Based on new data from Australia we showed that small artificial waterbodies make a major and largely unrecognised contribution to regional methane emissions.

We undertook a global review of the effects of grazing on soil carbon and found that grazing impacts vary according to climatic conditions and grazing intensity.

We demonstrated that ozone impacts on wheat yield are not affected by the ozone profile, i.e. rising episodic peak concentrations or rising background concentrations.

We demonstrated that Albania is a hotspot of heavy metal pollution in Europe. Five dominant emission sources of heavy metals were identified in Albania using mosses as biomonitors of atmospheric heavy metal deposition.

We demonstrate that apoplastic ascorbate induced in leaves of tobacco, soybean and poplar does not protect them from adverse impacts of ozone pollution.

We measured the distribution and sources of dissolved organic matter in the North Sea and showed that riverine exports from the Eastern UK, European rivers and Baltic combine to generate a flux of terrestrially derived organic carbon to the North Atlantic.

We used globally available data to assess controls on carbon stocks in dryland soils. Dryland soils have large potential for carbon storage. Capacity is strongly affected by soil texture, with less capacity on more sandy soils.

We demonstrate that the impact of ozone on crop yield is within the range of concern for other important crop stressors (including crop pests, heat and nutrient stress).

Model projections suggest that climate warming will affect soil chemical responses to recovery from atmospheric pollution. We found that higher temperatures are projected to increase soil pH and total carbon/nitrogen ratio, across a long-term network of European sites. Model projections also suggest that floristic responses to decreases in atmospheric nitrogen pollution will be slow across a long-term network of European sites, due to confounding effects of climate warming and recovery from acidification.

Work order A - From the research findings, copy out the passage from "We undertook a" to "and grazing intensity.".
Work order B - Using the research findings, decide whether each statement agrees with them, and give yes or no with the deciding words quoted: (i) Ozone effects on wheat yield depend on whether peak or background ozone concentrations are rising. (ii) Five dominant emission sources of heavy metals were identified in Albania. (iii) Sandier dryland soils have greater capacity for carbon storage.

Data shown -
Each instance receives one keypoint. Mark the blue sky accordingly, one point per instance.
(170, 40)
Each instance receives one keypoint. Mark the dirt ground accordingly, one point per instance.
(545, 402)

Final answer A -
We undertook a global review of the effects of grazing on soil carbon and found that grazing impacts vary according to climatic conditions and grazing intensity.

Final answer B -
(i) No: "ozone impacts on wheat yield are not affected by the ozone profile, i.e. rising episodic peak concentrations or rising background concentrations."
(ii) Yes: "Five dominant emission sources of heavy metals were identified in Albania"
(iii) No: "Capacity is strongly affected by soil texture, with less capacity on more sandy soils."